◆ Your goal:
Nothing but the lines from the one containing "roof. Do not add anything beyond the points." through the last line of the data below should be returned, each copied exactly.

==================================================

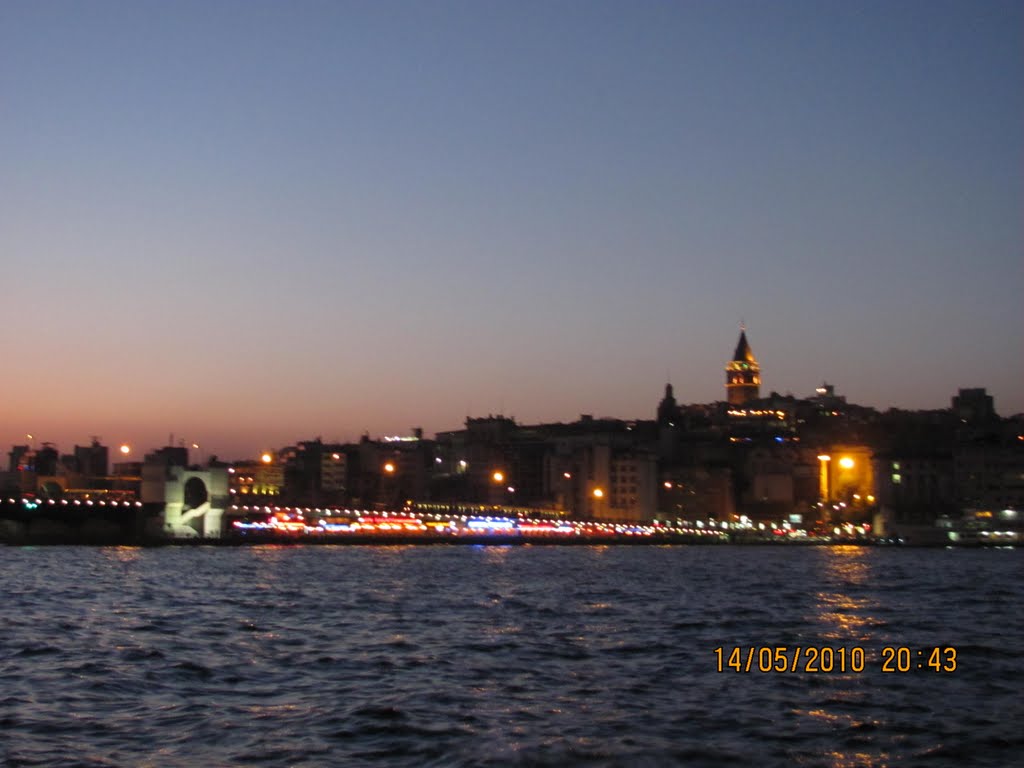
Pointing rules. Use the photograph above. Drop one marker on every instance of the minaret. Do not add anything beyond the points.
(742, 375)
(668, 411)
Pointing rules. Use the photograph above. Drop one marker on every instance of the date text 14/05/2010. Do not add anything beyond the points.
(824, 658)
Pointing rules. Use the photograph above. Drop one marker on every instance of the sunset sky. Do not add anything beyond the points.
(249, 223)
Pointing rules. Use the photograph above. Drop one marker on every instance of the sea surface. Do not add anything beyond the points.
(467, 655)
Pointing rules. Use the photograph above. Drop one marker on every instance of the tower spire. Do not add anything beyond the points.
(742, 374)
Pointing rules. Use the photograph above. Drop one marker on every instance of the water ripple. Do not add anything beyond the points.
(502, 656)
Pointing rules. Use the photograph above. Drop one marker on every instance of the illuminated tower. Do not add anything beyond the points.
(742, 375)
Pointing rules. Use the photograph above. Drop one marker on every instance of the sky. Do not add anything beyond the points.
(249, 223)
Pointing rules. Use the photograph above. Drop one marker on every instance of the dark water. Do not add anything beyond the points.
(473, 655)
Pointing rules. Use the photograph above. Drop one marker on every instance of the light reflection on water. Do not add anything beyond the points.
(451, 655)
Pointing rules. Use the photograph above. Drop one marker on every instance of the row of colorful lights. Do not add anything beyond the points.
(317, 521)
(33, 503)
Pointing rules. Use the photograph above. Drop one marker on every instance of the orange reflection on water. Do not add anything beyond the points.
(847, 617)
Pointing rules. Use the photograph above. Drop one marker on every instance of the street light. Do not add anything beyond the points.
(825, 485)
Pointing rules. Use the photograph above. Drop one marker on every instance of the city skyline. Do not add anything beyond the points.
(250, 223)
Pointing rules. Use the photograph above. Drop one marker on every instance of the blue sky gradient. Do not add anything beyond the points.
(253, 222)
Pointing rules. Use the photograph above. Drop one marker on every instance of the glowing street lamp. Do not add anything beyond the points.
(825, 460)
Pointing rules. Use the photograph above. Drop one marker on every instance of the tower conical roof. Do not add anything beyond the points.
(743, 353)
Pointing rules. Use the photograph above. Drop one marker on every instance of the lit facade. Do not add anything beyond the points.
(742, 374)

==================================================

◆ Exercise output:
Pointing rules. Use the photograph above. Drop one marker on every instance of the tower conical roof. Do not add anything beyond the points.
(743, 353)
Pointing rules. Use the photograph above. Drop one marker on every instance of the lit facade. Do not add anything beyond the points.
(742, 374)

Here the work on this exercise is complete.